> _TASK DIRECTIONS_
Please render the listing below as a Markdown table with the columns "No." and "Line", giving each nonblank line its own numbered row and leaving out the pictures.

____________________

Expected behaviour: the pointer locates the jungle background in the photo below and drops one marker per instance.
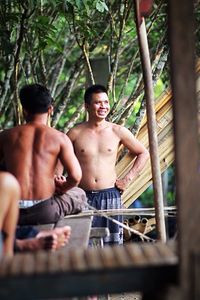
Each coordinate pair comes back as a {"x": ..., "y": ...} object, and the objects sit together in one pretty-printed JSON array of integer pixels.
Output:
[{"x": 69, "y": 44}]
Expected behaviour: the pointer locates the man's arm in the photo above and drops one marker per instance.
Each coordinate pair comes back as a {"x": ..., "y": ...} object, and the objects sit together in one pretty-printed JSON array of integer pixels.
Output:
[
  {"x": 138, "y": 151},
  {"x": 71, "y": 165}
]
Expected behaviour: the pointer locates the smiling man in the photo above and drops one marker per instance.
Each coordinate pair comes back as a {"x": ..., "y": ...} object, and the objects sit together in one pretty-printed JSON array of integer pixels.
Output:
[{"x": 96, "y": 143}]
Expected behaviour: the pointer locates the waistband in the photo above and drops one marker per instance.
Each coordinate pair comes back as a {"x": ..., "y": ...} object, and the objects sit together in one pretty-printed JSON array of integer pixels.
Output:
[
  {"x": 28, "y": 203},
  {"x": 113, "y": 189}
]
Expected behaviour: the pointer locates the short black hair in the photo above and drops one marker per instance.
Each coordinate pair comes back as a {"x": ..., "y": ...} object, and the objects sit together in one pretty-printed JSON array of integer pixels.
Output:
[
  {"x": 35, "y": 98},
  {"x": 94, "y": 89}
]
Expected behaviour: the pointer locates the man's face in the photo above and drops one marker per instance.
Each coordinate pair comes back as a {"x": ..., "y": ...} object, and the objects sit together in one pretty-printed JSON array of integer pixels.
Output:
[{"x": 99, "y": 106}]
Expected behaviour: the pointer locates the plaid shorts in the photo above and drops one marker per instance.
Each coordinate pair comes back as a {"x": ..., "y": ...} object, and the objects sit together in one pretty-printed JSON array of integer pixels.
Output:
[{"x": 103, "y": 200}]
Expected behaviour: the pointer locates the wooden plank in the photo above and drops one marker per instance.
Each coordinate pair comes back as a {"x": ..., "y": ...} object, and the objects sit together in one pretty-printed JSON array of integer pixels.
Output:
[
  {"x": 113, "y": 270},
  {"x": 185, "y": 108}
]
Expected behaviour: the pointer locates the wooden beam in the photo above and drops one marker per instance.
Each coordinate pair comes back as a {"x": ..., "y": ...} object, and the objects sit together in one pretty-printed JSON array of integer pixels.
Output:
[{"x": 182, "y": 53}]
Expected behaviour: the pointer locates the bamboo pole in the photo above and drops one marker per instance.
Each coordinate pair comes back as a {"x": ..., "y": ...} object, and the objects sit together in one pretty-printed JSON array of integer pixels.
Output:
[{"x": 151, "y": 121}]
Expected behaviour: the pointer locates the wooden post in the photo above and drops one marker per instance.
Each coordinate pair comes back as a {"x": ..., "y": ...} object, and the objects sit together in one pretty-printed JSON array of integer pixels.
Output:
[
  {"x": 182, "y": 48},
  {"x": 151, "y": 121}
]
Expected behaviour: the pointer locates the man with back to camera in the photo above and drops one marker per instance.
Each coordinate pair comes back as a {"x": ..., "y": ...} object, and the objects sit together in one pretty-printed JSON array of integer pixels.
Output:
[
  {"x": 31, "y": 152},
  {"x": 96, "y": 143}
]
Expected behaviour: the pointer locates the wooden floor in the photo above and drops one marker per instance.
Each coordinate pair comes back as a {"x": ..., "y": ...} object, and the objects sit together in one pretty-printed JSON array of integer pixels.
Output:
[{"x": 135, "y": 267}]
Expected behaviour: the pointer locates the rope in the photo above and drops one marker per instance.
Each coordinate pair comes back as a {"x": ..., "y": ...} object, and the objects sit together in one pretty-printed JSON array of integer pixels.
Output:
[{"x": 143, "y": 236}]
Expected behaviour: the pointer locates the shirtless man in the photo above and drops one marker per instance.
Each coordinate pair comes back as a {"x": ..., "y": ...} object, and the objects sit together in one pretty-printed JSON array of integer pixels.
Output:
[
  {"x": 31, "y": 152},
  {"x": 96, "y": 143},
  {"x": 9, "y": 210}
]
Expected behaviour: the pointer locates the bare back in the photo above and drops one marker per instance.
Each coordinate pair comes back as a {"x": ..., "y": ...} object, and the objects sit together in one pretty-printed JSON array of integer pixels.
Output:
[
  {"x": 96, "y": 151},
  {"x": 31, "y": 152}
]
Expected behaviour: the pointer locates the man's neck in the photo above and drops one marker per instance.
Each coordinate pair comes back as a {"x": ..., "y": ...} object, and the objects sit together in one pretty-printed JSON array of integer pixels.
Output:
[
  {"x": 97, "y": 123},
  {"x": 37, "y": 119}
]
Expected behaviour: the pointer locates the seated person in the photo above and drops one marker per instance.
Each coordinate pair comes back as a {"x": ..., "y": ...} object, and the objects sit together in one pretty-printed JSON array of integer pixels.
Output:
[
  {"x": 9, "y": 212},
  {"x": 31, "y": 153}
]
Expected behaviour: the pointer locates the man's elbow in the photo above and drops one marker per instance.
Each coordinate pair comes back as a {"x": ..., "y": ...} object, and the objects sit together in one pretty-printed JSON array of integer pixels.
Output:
[{"x": 146, "y": 155}]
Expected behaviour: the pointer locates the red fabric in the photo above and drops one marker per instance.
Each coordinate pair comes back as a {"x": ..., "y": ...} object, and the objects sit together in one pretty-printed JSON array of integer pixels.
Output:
[{"x": 145, "y": 7}]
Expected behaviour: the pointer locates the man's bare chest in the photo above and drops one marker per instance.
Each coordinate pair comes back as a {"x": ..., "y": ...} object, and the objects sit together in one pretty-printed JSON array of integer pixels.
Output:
[{"x": 97, "y": 144}]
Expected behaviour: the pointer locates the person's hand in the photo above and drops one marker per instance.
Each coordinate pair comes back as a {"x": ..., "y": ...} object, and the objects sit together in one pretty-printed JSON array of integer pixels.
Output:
[{"x": 59, "y": 183}]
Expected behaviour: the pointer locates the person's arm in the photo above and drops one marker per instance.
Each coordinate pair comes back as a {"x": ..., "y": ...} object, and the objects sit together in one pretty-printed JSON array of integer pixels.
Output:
[
  {"x": 138, "y": 151},
  {"x": 71, "y": 165}
]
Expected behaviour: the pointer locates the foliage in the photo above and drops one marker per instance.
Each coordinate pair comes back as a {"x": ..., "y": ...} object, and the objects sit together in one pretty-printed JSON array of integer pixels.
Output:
[{"x": 53, "y": 42}]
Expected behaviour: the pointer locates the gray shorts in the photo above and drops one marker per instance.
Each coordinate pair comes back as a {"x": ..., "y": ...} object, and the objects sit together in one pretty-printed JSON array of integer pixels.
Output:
[{"x": 52, "y": 209}]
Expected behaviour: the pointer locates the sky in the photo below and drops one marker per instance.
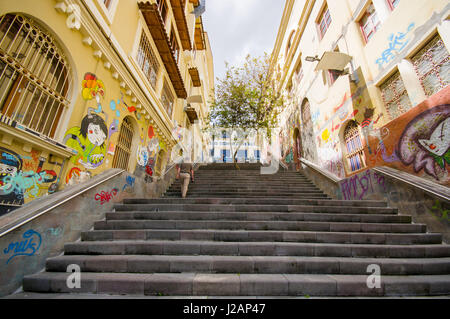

____________________

> _REPLY TO THE TASK_
| No. | Line |
|---|---|
| 1 | Expected behaviour: the pointer locates the jungle background in the photo below and drops one marker per instance. |
| 2 | Each coordinate pair comes back as a {"x": ..., "y": ...} object, and the objects sit together in one pretty-printed JSON array of integer pixels. |
| 3 | Output: |
| 4 | [{"x": 69, "y": 44}] |
| 5 | Expected behaviour: the pointer locates the man's arm in the photo above and drops one marker per instance. |
| 6 | Each coordinate pair comes back as a {"x": ..., "y": ...} object, and the objects sit together in one pretty-printed JSON array of integer pixels. |
| 7 | Output: |
| 8 | [ |
| 9 |   {"x": 138, "y": 151}, |
| 10 |   {"x": 71, "y": 165} |
| 11 | ] |
| 12 | Expected behaviour: the pointer locates the smiling man in the photo above and drops one marker per instance. |
| 13 | Each coordinate pair comes back as a {"x": ..., "y": ...} object, and the objects sit together in one pretty-printed JSON array of integer pixels. |
| 14 | Output: |
| 15 | [{"x": 96, "y": 143}] |
| 16 | Expected behaviour: the pointer locates the waistband in the photo above and drops one marker per instance. |
| 17 | Each coordinate pair comes back as a {"x": ..., "y": ...} object, and the objects sit together in one pretty-printed JSON array of integer pixels. |
| 18 | Output: |
| 19 | [ |
| 20 |   {"x": 28, "y": 203}, |
| 21 |   {"x": 113, "y": 189} |
| 22 | ] |
| 23 | Expected behaviour: the pointer locates the short black hair in the photo above and drops one marker per instance. |
| 24 | Each coordinate pair comes back as a {"x": ..., "y": ...} object, and the objects sit together in one pretty-printed JSON array of integer pixels. |
| 25 | Output: |
| 26 | [ |
| 27 |   {"x": 35, "y": 98}, |
| 28 |   {"x": 94, "y": 89} |
| 29 | ] |
| 30 | Expected behaviour: the pointer locates the man's face in the photo above and drops one marker per instance. |
| 31 | Each coordinate pair comes back as a {"x": ..., "y": ...} object, and the objects sit together in one pretty-printed JSON array of integer pixels. |
| 32 | Output: |
| 33 | [{"x": 99, "y": 106}] |
| 34 | Expected behaviour: the pointer locates the plaid shorts in the photo above and drops one marker per instance. |
| 35 | Each coordinate pair comes back as a {"x": ..., "y": ...} object, and the objects sit together in one pretty-printed JSON array of integer pixels. |
| 36 | Output: |
| 37 | [{"x": 103, "y": 200}] |
| 38 | Expected behaviour: the pointer locates the wooden plank in the photo above and drops one marker per instance. |
| 39 | Each coordinate pair comes back as a {"x": ..., "y": ...} object, and the objects sit together in one pretty-printed JSON array of integer pixels. |
| 40 | Output: |
| 41 | [ |
| 42 |   {"x": 113, "y": 270}, |
| 43 |   {"x": 185, "y": 108} |
| 44 | ] |
| 45 | Expected behaviour: the pointer locates the wooden beam in the photo above and drops one marker per instance. |
| 46 | Each coordinate pair comes back as a {"x": ..., "y": ...} object, and the objects sit together in one pretty-printed JSON array of integer pixels. |
| 47 | Output: |
| 48 | [{"x": 182, "y": 53}] |
| 49 | Expected behaviour: the pointer locates the bamboo pole in the photo above and drops one marker per instance. |
| 50 | Each coordinate pair comes back as a {"x": ..., "y": ...} object, and the objects sit together in one pretty-printed JSON array of integer pixels. |
| 51 | Output: |
| 52 | [{"x": 151, "y": 121}] |
| 53 | Expected behaviour: the pointer locates the wooden post in the photo above and drops one marker per instance. |
| 54 | Each coordinate pair comes back as a {"x": ..., "y": ...} object, and the objects sit together in one pretty-printed JSON array of integer pixels. |
| 55 | Output: |
| 56 | [ |
| 57 |   {"x": 182, "y": 48}, |
| 58 |   {"x": 151, "y": 121} |
| 59 | ] |
| 60 | Expected behaviour: the pointer locates the man with back to camera in the photo above and drops one marker per instance. |
| 61 | Each coordinate pair comes back as a {"x": ..., "y": ...} object, and the objects sit together in one pretty-printed JSON array of integer pixels. |
| 62 | Output: |
| 63 | [ |
| 64 |   {"x": 31, "y": 152}, |
| 65 |   {"x": 96, "y": 143} |
| 66 | ] |
| 67 | Expected behaviour: the pointer locates the wooden floor in the photo above and drops one marker per instance. |
| 68 | Each coordinate pair comes back as a {"x": ..., "y": ...} object, and the objects sit together in one pretty-printed JSON array of integer pixels. |
| 69 | Output: |
| 70 | [{"x": 135, "y": 267}] |
| 71 | Expected behaviour: the pointer locates the rope in the photo above and drops one marker per instance. |
| 72 | Each coordinate pair comes back as a {"x": ..., "y": ...} object, and the objects sit together in one pretty-printed JSON array of integer pixels. |
| 73 | Output: |
| 74 | [{"x": 143, "y": 236}] |
| 75 | Expected behaviour: the pointer locates the shirtless man in the photo above and drops one marker per instance. |
| 76 | Each coordinate pair comes back as a {"x": ..., "y": ...} object, and the objects sit together in one pretty-printed JSON array of integer pixels. |
| 77 | Output: |
| 78 | [ |
| 79 |   {"x": 31, "y": 152}, |
| 80 |   {"x": 96, "y": 143}, |
| 81 |   {"x": 9, "y": 210} |
| 82 | ] |
| 83 | Expected behaviour: the pointer locates the bare back in the photo above and drops one marker per instance. |
| 84 | Each coordinate pair comes back as a {"x": ..., "y": ...} object, and the objects sit together in one pretty-printed JSON array of integer pixels. |
| 85 | Output: |
| 86 | [ |
| 87 |   {"x": 96, "y": 151}, |
| 88 |   {"x": 31, "y": 152} |
| 89 | ] |
| 90 | Expected behaviour: the pointer locates the man's neck in the photo above and drops one marker per instance. |
| 91 | Each coordinate pair comes back as a {"x": ..., "y": ...} object, and the objects sit together in one pretty-printed JSON array of integer pixels. |
| 92 | Output: |
| 93 | [ |
| 94 |   {"x": 97, "y": 123}, |
| 95 |   {"x": 37, "y": 119} |
| 96 | ] |
| 97 | Expected behaviour: the pointer locates the seated person in the photo above and drops one marker per instance. |
| 98 | Each coordinate pair comes back as a {"x": ..., "y": ...} object, and the objects sit together in one pretty-printed JSON array of integer pixels. |
| 99 | Output: |
| 100 | [ |
| 101 |   {"x": 9, "y": 212}, |
| 102 |   {"x": 31, "y": 153} |
| 103 | ] |
| 104 | Expected behaviour: the pointer locates the man's elbow in the photo above and drops one marker per instance. |
| 105 | Each coordinate pair comes back as a {"x": ..., "y": ...} object, and the objects sit together in one pretty-printed JSON array of integer pixels. |
| 106 | Output: |
| 107 | [{"x": 146, "y": 155}] |
| 108 | Expected behaviour: the pointer locates the red fabric in the photo above and drops one marker per instance. |
| 109 | Each coordinate pair comes back as a {"x": ..., "y": ...} object, and the objects sit together in one pretty-printed JSON array of integer pixels. |
| 110 | Output: |
| 111 | [{"x": 145, "y": 7}] |
| 112 | Expected behaviour: the pointer locates the man's bare chest in the photo above and drops one marker per instance. |
| 113 | Each coordinate pair comes back as a {"x": ..., "y": ...} object, and the objects sit together in one pretty-printed JSON array of integer pixels. |
| 114 | Output: |
| 115 | [{"x": 97, "y": 144}] |
| 116 | Expected behaviour: the pointer locates the person's hand in the photo above and drops one marker per instance. |
| 117 | Each coordinate pair comes back as a {"x": ..., "y": ...} object, and the objects sit together in one pretty-printed JSON array of integer pixels. |
| 118 | Output: |
| 119 | [{"x": 59, "y": 183}] |
| 120 | Expected behaviour: the pointer locates the person's arm in the photo above and drops one marker per instance. |
| 121 | Each coordinate pair comes back as a {"x": ..., "y": ...} object, and the objects sit together in one pretty-printed JSON array of integer pixels. |
| 122 | Output: |
| 123 | [ |
| 124 |   {"x": 138, "y": 151}, |
| 125 |   {"x": 71, "y": 165} |
| 126 | ] |
| 127 | Expected behaviour: the pointer locates the foliage in the photo above and drops one marker per instance. |
| 128 | Each coordinate pair comes back as a {"x": ..., "y": ...} object, and the objects sit together in one pretty-printed JSON array of integer pixels. |
| 129 | Output: |
| 130 | [{"x": 53, "y": 42}] |
| 131 | Expected behaviour: the pointer locates the gray shorts in the photo above and drops one marker per instance. |
| 132 | Each coordinate pair comes back as a {"x": ..., "y": ...} object, and the objects sit together in one pretty-printed JSON array of integer pixels. |
| 133 | Output: |
| 134 | [{"x": 52, "y": 209}] |
| 135 | Expected behaviour: the pointer locates the sky in the photo below and drops one marker per instance. |